(Material provided):
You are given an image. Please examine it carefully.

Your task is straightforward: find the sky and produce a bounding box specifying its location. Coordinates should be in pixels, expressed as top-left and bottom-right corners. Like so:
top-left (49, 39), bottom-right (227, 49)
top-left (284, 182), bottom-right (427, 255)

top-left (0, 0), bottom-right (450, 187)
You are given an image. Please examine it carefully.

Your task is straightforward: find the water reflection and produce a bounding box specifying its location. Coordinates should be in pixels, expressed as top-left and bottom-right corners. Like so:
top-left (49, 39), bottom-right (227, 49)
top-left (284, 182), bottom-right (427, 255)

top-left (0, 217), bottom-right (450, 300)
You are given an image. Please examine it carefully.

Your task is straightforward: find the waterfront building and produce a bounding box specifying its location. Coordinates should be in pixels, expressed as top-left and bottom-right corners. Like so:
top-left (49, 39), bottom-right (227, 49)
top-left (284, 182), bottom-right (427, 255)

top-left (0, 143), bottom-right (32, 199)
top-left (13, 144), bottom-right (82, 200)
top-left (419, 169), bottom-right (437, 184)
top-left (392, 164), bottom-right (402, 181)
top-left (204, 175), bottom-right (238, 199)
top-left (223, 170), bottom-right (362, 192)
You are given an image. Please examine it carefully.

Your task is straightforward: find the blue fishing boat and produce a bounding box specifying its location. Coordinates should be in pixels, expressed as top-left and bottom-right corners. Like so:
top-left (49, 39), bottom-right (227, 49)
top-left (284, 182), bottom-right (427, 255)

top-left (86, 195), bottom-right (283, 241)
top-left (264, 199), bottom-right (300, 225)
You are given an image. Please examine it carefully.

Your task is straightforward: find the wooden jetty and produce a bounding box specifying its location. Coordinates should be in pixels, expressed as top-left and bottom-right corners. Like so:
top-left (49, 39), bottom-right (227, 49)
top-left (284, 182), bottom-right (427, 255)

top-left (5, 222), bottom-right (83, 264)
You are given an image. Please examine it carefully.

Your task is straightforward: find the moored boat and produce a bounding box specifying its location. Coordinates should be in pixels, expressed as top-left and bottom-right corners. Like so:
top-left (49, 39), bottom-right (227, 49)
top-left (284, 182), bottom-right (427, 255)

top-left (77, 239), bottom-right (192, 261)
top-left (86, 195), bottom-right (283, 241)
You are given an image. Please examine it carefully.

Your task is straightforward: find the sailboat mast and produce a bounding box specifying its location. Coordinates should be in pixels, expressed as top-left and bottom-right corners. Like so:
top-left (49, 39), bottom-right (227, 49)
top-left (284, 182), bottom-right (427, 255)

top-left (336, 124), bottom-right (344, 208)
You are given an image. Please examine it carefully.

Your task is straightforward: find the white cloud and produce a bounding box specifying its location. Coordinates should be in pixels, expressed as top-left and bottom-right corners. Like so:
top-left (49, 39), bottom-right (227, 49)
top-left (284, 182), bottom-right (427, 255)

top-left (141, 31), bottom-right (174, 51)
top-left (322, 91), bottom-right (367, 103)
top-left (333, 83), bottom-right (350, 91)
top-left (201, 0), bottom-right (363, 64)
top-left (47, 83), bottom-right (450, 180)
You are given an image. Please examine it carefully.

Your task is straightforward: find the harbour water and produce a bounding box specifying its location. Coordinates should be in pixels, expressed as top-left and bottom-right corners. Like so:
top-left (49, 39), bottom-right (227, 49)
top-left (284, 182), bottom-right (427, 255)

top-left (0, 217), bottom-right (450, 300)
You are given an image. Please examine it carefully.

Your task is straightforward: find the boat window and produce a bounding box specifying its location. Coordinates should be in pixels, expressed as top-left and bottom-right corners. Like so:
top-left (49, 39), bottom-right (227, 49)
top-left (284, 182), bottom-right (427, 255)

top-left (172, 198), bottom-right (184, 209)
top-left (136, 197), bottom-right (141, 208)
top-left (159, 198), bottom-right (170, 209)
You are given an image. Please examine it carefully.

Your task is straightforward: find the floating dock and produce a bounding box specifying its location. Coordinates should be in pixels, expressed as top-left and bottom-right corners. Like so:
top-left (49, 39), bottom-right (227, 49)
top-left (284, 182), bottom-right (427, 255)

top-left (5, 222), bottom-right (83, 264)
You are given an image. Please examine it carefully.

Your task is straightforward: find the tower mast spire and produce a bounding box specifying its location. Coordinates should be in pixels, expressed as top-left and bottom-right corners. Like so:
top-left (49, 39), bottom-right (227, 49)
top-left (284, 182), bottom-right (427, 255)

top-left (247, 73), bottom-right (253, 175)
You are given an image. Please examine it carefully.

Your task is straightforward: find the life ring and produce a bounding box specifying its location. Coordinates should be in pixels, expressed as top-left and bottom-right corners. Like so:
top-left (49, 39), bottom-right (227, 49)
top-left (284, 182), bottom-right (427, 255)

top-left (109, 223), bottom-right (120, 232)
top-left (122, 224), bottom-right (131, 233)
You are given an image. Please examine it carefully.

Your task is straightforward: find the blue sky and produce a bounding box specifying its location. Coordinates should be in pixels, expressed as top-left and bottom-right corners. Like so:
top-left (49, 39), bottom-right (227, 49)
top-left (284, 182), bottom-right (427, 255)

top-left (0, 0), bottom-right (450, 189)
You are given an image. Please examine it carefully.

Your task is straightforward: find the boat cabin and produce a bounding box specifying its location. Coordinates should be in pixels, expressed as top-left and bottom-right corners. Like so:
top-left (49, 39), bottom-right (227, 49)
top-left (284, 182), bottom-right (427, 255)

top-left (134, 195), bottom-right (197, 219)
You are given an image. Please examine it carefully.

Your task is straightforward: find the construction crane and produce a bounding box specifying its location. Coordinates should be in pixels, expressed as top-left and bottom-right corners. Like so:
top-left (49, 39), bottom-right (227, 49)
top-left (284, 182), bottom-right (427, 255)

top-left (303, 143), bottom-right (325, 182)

(Prompt): Extract every line above exactly as it stands.

(Solution to the problem):
You are given an image. Please examine it carefully.

Your task is straightforward: find the sky and produce a bounding box specifying its location. Coordinates should be in pixels, expressed as top-left and bottom-right corners. Like so:
top-left (49, 39), bottom-right (227, 49)
top-left (284, 182), bottom-right (427, 255)

top-left (0, 0), bottom-right (450, 187)
You are given an image. Please examine it carefully.

Your task is straightforward: find the water reflection and produce a bounding box specifying its location. Coordinates should be in pixels, expressed as top-left and bottom-right corners. Like so:
top-left (49, 39), bottom-right (227, 49)
top-left (284, 182), bottom-right (427, 255)

top-left (0, 217), bottom-right (450, 300)
You are given an image. Please examine it carefully.

Your task is straightforward: find the waterfront building and produce a bounding box specifying its location. Coordinates should be in pixels, expressed as top-left and bottom-right corners. Like so:
top-left (49, 39), bottom-right (227, 49)
top-left (284, 182), bottom-right (427, 255)

top-left (0, 143), bottom-right (32, 199)
top-left (13, 144), bottom-right (82, 200)
top-left (419, 169), bottom-right (437, 184)
top-left (392, 164), bottom-right (402, 181)
top-left (204, 175), bottom-right (238, 199)
top-left (223, 170), bottom-right (362, 192)
You are given an image. Please examine it carefully.

Your task is straightforward: find the blue fishing boat and produce a bounding box specifying its location. Coordinates should be in pixels, expressed as top-left and bottom-right corners. Like so:
top-left (49, 39), bottom-right (227, 49)
top-left (284, 182), bottom-right (427, 255)

top-left (86, 195), bottom-right (283, 241)
top-left (264, 199), bottom-right (300, 225)
You are given an image. Please examine it carefully.

Your task is straightforward: find the wooden jetty and produce a bounding box specifying its location. Coordinates should be in pixels, expressed as top-left and bottom-right corners. Like so:
top-left (49, 39), bottom-right (227, 49)
top-left (284, 182), bottom-right (427, 255)

top-left (5, 222), bottom-right (83, 264)
You are given an image. Please examine it carefully.

Your task is straightforward: find the moored boat and produce a bounding box specifying its location. Coordinates should be in pixels, expressed as top-left and bottom-right corners. Like so:
top-left (49, 39), bottom-right (227, 49)
top-left (284, 182), bottom-right (427, 255)

top-left (77, 239), bottom-right (192, 261)
top-left (86, 195), bottom-right (283, 241)
You are given an image. Please examine it carefully.

Your task is straightforward: find the sailboat mast and produce a bounding box specifying its location. Coordinates should be in pixels, expressed as top-left and bottom-right corners. Like so:
top-left (49, 39), bottom-right (227, 49)
top-left (284, 182), bottom-right (427, 255)

top-left (336, 124), bottom-right (344, 208)
You are given an image. Please examine it carefully.

Your task is straightforward: find the white cloud and produce a bounding box specifying its location. Coordinates should be in pixels, expressed as top-left and bottom-right corners. Like so:
top-left (49, 39), bottom-right (227, 49)
top-left (284, 182), bottom-right (427, 255)

top-left (141, 31), bottom-right (174, 51)
top-left (322, 91), bottom-right (367, 103)
top-left (333, 83), bottom-right (350, 91)
top-left (201, 0), bottom-right (363, 64)
top-left (47, 83), bottom-right (450, 180)
You are given an image. Please examine it carefully.

Your task is straightforward: find the harbour water and produce a bounding box specifying its location. Coordinates should be in pixels, expressed as top-left and bottom-right corners. Like so:
top-left (49, 39), bottom-right (227, 49)
top-left (284, 182), bottom-right (427, 255)

top-left (0, 217), bottom-right (450, 300)
You are given an image. Please examine it carefully.

Your task is straightforward: find the boat window and produce a bounding box specifying its location. Coordinates should be in pixels, expressed as top-left and bottom-right corners. Like so:
top-left (49, 39), bottom-right (227, 49)
top-left (284, 182), bottom-right (427, 255)

top-left (172, 198), bottom-right (184, 209)
top-left (136, 197), bottom-right (141, 208)
top-left (159, 198), bottom-right (170, 209)
You are given an image. Please examine it carefully.

Your task is straightforward: find the floating dock and produce a bounding box specifying its location. Coordinates should be in pixels, expressed as top-left and bottom-right corners. Like so:
top-left (49, 39), bottom-right (227, 49)
top-left (284, 182), bottom-right (427, 255)

top-left (5, 222), bottom-right (83, 264)
You are given an image. Please examine it carefully.

Your task is straightforward: find the tower mast spire and produce a bounding box specifying its location. Coordinates should be in pixels, expressed as top-left and bottom-right corners. Like so:
top-left (49, 39), bottom-right (227, 49)
top-left (284, 182), bottom-right (427, 255)

top-left (247, 73), bottom-right (253, 175)
You are given an image. Please examine it carefully.

Your task is straightforward: find the life ring and produce a bounding box specifying its location. Coordinates should be in pixels, expressed as top-left and bottom-right corners. Like so:
top-left (49, 39), bottom-right (227, 49)
top-left (284, 182), bottom-right (427, 255)

top-left (109, 223), bottom-right (120, 232)
top-left (122, 224), bottom-right (131, 233)
You are given an image. Please examine it carefully.

Your task is straightforward: find the blue sky and produce a bounding box specifying its location. Coordinates should be in pixels, expressed as top-left and bottom-right corners. Like so:
top-left (49, 39), bottom-right (227, 49)
top-left (284, 182), bottom-right (427, 255)

top-left (0, 0), bottom-right (450, 189)
You are given an image. Please examine it carefully.

Your task is straightforward: find the boat cabin and produce a bounding box specifying its location. Coordinates should be in pixels, expressed as top-left and bottom-right corners. Like so:
top-left (49, 39), bottom-right (227, 49)
top-left (284, 182), bottom-right (427, 255)

top-left (134, 195), bottom-right (197, 219)
You are given an image. Please examine it carefully.

Your task is straightforward: find the construction crane and produce a bounding box specifying its location. Coordinates should be in pixels, expressed as top-left and bottom-right corners. Like so:
top-left (49, 39), bottom-right (227, 49)
top-left (284, 182), bottom-right (427, 255)

top-left (303, 143), bottom-right (325, 182)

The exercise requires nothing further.